Conceptually, an image in its simplest form (single-channel; for example, binary or mono-chrome, grayscale or black and white images) is a two-dimensional function f(x,y) that maps a coordinate-pair to an integer/real value, which is related to the intensity/color of the point. Each point is called a pixel or pel (picture element). An image can have multiple channels too (for example, colored RGB images, where a color can be represented using three channels—red, green, and blue). For a colored RGB image, each pixel at the (x,y) coordinate can be represented by a three-tuple (r_x,y, g_x,y, b_x,y).

In order to be able to process it on a computer, an image f(x,y) needs to be digitalized both spatially and in amplitude. Digitization of the spatial coordinates (x,y) is called image sampling. Amplitude digitization is called gray-level quantization. In a computer, a pixel value corresponding to a channel is generally represented as an integer value between (0-255) or a floating-point value between (0-1). An image is stored as a file, and there can be many different types (formats) of files. Each file generally has some metadata and some data that can be extracted as multi-dimensional arrays (for example, 2-D arrays for binary or gray-level images and 3D arrays for RGB and YUV colored images). The following figure shows how the image data is stored as matrices for different types of image. As shown, for a grayscale image, a matrix (2-D array) of width x height suffices to store the image, whereas an RGB image requires a 3-D array of a dimension of width x height x 3:

The next figure shows example binary, grayscale, and RGB images:

In this book, we shall focus on processing image data and will use Python libraries to extract the data from images for us, as well as run different algorithms for different image processing tasks on the image data. Sample images are taken from the internet, from the Berkeley Segmentation Dataset and Benchmark (https://www2.eecs.berkeley.edu/Research/Projects/CS/vision/bsds/BSDS300/html/dataset/images.html), and the USC-SIPI Image Database (http://sipi.usc.edu/database/), and many of them are standard images used for image processing.
****************************************
Requirement 1. Quote the passage on digital image representation word for word, starting with "In this book, we" and going on through "for image processing.".
Requirement 2. Continue the passage on digital image representation from the point where it stops.
****************************************
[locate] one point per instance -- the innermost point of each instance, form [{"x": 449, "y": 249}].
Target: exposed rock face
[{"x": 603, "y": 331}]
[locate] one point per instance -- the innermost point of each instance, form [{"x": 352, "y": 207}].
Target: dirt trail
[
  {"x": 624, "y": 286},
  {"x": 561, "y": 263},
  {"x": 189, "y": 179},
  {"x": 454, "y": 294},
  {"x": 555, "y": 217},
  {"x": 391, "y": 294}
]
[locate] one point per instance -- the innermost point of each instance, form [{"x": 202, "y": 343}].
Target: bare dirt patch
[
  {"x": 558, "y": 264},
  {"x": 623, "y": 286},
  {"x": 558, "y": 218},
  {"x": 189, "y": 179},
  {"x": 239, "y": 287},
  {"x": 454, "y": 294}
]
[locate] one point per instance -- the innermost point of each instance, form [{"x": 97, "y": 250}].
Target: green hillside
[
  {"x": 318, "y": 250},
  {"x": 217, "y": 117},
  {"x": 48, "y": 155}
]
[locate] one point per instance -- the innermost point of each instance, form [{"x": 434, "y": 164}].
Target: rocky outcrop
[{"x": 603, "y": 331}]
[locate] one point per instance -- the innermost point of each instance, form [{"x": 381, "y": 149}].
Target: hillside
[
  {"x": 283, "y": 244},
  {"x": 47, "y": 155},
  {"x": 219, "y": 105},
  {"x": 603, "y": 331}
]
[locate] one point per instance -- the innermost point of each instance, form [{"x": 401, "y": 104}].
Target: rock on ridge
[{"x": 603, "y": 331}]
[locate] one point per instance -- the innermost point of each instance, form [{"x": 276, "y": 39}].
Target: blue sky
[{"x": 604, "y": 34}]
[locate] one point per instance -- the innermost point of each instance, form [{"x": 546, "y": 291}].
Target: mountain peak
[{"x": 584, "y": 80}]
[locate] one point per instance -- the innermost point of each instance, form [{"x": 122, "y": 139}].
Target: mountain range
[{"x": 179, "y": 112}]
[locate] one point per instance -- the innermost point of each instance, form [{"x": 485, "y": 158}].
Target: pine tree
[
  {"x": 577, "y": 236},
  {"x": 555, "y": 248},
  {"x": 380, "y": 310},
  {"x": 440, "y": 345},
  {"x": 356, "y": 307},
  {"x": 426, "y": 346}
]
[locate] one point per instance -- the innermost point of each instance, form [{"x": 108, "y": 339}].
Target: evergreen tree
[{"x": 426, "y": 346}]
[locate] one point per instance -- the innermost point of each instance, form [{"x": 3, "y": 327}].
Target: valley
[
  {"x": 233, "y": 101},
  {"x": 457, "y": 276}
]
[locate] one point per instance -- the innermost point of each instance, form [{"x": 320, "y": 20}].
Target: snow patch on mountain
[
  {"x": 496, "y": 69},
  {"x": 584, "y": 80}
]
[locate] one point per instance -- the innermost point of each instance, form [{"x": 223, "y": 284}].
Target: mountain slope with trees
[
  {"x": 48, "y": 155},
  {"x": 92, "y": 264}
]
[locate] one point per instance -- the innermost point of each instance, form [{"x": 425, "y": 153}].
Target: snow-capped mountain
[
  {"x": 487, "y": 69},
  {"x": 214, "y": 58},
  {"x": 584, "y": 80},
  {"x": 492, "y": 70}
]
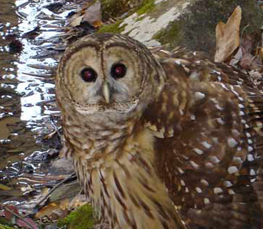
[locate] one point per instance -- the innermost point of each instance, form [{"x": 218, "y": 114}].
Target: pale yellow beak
[{"x": 106, "y": 92}]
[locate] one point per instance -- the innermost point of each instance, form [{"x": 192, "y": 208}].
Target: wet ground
[{"x": 28, "y": 111}]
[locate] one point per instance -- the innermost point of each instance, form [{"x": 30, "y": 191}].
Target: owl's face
[{"x": 107, "y": 72}]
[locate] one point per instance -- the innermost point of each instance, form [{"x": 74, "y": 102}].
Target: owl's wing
[{"x": 209, "y": 145}]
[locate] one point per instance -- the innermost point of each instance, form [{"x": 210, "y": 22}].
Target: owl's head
[{"x": 106, "y": 72}]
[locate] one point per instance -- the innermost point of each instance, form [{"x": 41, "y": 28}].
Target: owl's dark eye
[
  {"x": 88, "y": 75},
  {"x": 118, "y": 71}
]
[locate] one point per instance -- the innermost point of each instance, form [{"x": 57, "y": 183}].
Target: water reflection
[{"x": 26, "y": 82}]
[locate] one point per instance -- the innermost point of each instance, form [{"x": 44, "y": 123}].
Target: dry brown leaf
[
  {"x": 227, "y": 36},
  {"x": 93, "y": 14}
]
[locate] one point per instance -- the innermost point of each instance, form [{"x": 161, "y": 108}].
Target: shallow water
[{"x": 27, "y": 97}]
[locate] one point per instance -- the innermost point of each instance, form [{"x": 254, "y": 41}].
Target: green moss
[
  {"x": 170, "y": 35},
  {"x": 112, "y": 28},
  {"x": 147, "y": 6},
  {"x": 82, "y": 218},
  {"x": 114, "y": 8},
  {"x": 5, "y": 227}
]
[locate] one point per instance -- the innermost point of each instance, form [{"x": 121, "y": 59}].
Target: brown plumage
****************************************
Task result 1.
In this book, we shall focus on processing image data and will use Python libraries to extract the data from images for us, as well as run different algorithms for different image processing tasks on the image data. Sample images are taken from the internet, from the Berkeley Segmentation Dataset and Benchmark (https://www2.eecs.berkeley.edu/Research/Projects/CS/vision/bsds/BSDS300/html/dataset/images.html), and the USC-SIPI Image Database (http://sipi.usc.edu/database/), and many of them are standard images used for image processing.

Task result 2.
Image processing refers to the automatic processing, manipulation, analysis, and interpretation of images using algorithms and codes on a computer. It has applications in many disciplines and fields in science and technology such as television, photography, robotics, remote sensing, medical diagnosis, and industrial inspection. Social networking sites such as Facebook and Instagram, which we have got used to in our daily lives and where we upload tons of images every day, are typical examples of the industries that need to use/innovate many image processing algorithms to process the images we upload.

In this book, we are going to use a few Python packages to process an image. First, we shall use a bunch of libraries to do classical image processing: right from extracting image data, transforming the data with some algorithms using library functions to pre-process, enhance, restore, represent (with descriptors), segment, classify, and detect and recognize (objects) to analyze, understand, and interpret the data better. Next, we shall use another bunch of libraries to do image processing based on deep learning, a technology that has became very popular in the last few years.

Some typical applications of image processing include medical/biological fields (for example, X-rays and CT scans), computational photography (Photoshop), fingerprint authentication, face recognition, and so on.